Activity 1:
Answer these about the article on Microsoft's Zune:
(a) What does the article give as the goal of digital rights management?
(b) How long do songs beamed to other Zunes last?
(c) Which Windows upgrade might also be held back by similar restrictions?
Activity 2: Write the next few paragraphs of the article on Microsoft's Zune.

Quoted passage:
★ ★ ★ ★ ★
Microsoft's No-Zune Zone

11/24/06 - 07:11 AM EST

Kevin Kelleher

The goal of digital rights management is one that wouldn't cause most people who buy music to balk -- protecting copyright owners from piracy. But in many cases, effective DRM has meant constraining limits on features that many consumers take as a given. Microsoft, in searching for a comprehensive DRM solution for digital media, has too often erred on the side of the constraints.

The constraints on the Zune are, in light of other music players, crazy. Songs bought at the Zune Marketplace (Microsoft's answer to iTunes) won't play on non-Zune devices. Songs bought elsewhere -- iTunes, Yahoo! Music, Rhapsody -- won't play on the Zune. Songs beamed to other Zunes expire after three days, or three listens, whichever come first.

There are growing concerns that the kinds of DRM restrictions plaguing Zune also will hamstring Microsoft's Vista upgrade to Windows, which is due to be released over the next few months. If those fears pan out, then it will pull the legs out from under the biggest potential driver of Microsoft future revenue growth -- and that won't go over well with investors. (Ironically, there are reports that Zune is not yet compatible with Vista.)
★ ★ ★ ★ ★
Supplied entries:

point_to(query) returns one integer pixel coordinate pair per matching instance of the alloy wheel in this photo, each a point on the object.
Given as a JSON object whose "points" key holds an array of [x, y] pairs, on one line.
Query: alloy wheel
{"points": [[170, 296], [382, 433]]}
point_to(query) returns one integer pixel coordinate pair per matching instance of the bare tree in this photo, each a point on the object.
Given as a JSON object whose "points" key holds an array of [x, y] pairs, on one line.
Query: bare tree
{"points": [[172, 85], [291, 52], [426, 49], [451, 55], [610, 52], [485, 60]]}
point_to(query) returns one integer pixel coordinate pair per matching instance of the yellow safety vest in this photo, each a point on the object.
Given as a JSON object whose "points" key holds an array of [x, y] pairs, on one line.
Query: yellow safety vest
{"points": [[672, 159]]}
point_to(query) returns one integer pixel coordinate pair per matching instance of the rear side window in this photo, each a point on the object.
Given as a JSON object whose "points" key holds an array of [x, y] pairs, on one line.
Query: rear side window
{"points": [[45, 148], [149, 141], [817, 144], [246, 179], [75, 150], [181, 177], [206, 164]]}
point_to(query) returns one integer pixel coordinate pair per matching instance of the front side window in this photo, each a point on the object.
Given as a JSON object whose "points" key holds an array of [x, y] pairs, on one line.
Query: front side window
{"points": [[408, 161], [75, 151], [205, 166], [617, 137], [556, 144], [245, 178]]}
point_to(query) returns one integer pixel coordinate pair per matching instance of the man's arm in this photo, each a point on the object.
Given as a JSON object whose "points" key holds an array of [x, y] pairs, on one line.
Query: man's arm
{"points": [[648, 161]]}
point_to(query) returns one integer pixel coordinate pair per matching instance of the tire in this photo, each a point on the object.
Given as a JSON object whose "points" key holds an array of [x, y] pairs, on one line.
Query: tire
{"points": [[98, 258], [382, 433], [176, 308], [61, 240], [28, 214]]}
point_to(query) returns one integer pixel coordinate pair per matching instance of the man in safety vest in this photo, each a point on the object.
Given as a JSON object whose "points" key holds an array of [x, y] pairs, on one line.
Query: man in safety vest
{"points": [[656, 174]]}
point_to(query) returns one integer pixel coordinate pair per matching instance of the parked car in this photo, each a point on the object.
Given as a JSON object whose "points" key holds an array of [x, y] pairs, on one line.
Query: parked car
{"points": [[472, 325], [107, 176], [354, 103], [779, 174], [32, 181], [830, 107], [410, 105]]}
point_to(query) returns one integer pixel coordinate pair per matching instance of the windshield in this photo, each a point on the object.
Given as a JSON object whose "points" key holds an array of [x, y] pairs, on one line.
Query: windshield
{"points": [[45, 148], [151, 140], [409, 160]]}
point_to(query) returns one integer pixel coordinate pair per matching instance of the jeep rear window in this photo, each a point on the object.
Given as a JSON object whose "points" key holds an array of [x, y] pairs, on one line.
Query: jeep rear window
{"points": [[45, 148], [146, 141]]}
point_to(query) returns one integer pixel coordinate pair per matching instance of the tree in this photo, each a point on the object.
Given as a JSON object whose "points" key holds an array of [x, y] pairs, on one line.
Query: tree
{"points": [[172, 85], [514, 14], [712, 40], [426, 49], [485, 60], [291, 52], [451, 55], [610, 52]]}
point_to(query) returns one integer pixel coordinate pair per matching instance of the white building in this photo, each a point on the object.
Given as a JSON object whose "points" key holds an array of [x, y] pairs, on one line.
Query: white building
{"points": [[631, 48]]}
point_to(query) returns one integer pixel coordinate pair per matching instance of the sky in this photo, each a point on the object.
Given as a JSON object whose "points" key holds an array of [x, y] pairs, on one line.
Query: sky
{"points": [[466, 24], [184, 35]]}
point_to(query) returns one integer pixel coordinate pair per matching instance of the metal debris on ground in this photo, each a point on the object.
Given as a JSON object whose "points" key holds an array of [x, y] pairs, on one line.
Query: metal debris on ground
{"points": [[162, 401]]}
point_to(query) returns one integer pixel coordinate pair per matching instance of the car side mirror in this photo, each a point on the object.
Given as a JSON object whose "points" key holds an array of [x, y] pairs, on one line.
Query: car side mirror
★ ★ ★ ★ ★
Answer section 1:
(a) Protecting copyright owners from piracy.
(b) Three days or three listens, whichever comes first.
(c) Vista.

Answer section 2:
Above all, Microsoft seems to have lost sight of how important simplicity is. It was one thing to force complex software on users when Microsoft ruled PC software. It's another to keep at it when there are many alternatives in the market -- as is the case today, not just with music players, but increasingly on open-source rivals to Microsoft's core products.

Given all that, it's not much of a surprise that the image that is quickly becoming the most closely associated with Zune is the photo on the page telling you that your Zune software didn't install correctly. The photo of a young woman with her face scrunched up in some intense emotion is just bizarre enough to stick in your memory. It's spreading like a virus in the tech blogosphere.

People who have enough time on their hands have puzzled over what the expression is on the woman's face. Pleasure? Pain? Anger?

Or maybe something else entirely. Why, it must be the very look of crack-a-lackin.